Records for this task

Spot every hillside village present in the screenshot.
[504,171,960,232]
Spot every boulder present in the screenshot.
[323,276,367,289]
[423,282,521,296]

Job
Rewrite all of the lines above, swapping "screenshot" for "image" and leaving everything else unchanged.

Problem solution
Spot every hillside village present in the image.
[504,171,960,232]
Spot every boulder present in the image.
[323,276,367,289]
[423,282,521,296]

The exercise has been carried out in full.